Brief = In the letter below, list the things that the writer says the education, understanding, and knowledge of the people are as nearly equal as.

Text excerpt =
** Begin **

A website from the Massachusetts Historical Society; founded 1791.

Browsing: Papers of John Adams, Volume 10

Docno: ADMS-06-10-02-0117-0008

Author: Adams, John
Recipient: Calkoen, Hendrik
Date: 1780-10-10

7. To Hendrik Calkoen

Letter 7

[salute] Sir

Your seventh Inquiry is, whether the common People in America, are not inclined, nor would be able to find sufficient means, to frustrate by Force, the good Intentions of the skilful Politicians?
In answer to this, it is sufficient to say, that the Commonalty have no need to have recourse to Force, to oppose the Intentions of the skillful: because the Law and the Constitution authorize the common People to choose Governors and Magistrates every year: so that they have it constantly in their power, to leave out any Politician however skillful, whose Principles, Opinions or Systems they don't approve.
The difference however in that Country is not so great as it is in some others between the Common People and the Gentlemen, for Noblemen they have none. There is no Country where the Common People, I mean the Tradesmen, the Husbandmen, and the labouring People have such Advantages of Education, as in that: and it may be truly said that their Education, their Understanding and their Knowledge is as nearly equal as their Birth, Fortune, Dignities and Titles.

** End **

Information given =

** Begin **

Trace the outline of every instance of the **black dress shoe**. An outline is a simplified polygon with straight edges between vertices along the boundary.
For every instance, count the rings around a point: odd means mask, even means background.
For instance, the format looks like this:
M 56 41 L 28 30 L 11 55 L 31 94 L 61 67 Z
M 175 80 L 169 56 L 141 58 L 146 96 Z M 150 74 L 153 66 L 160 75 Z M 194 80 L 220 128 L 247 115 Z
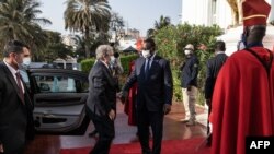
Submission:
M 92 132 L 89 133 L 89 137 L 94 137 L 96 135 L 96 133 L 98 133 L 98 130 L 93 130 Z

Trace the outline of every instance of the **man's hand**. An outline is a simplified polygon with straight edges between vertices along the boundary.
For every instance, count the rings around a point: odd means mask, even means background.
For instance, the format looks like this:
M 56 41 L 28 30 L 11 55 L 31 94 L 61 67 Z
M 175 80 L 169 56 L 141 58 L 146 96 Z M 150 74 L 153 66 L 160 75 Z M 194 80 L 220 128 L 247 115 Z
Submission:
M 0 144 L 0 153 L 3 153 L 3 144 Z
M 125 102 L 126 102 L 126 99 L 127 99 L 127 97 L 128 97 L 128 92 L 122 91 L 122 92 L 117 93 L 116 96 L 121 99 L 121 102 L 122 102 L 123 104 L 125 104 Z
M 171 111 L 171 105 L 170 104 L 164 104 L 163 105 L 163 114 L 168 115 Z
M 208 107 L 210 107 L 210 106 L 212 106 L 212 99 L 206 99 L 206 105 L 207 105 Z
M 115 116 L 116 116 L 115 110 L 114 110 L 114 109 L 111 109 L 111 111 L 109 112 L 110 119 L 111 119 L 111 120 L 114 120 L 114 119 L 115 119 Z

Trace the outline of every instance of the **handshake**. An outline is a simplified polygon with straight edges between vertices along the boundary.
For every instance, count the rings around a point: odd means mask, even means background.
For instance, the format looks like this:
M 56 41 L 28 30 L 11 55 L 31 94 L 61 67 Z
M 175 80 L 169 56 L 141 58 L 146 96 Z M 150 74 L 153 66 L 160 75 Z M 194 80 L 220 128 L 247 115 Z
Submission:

** End **

Written response = Birth, Fortune, Dignities, and Titles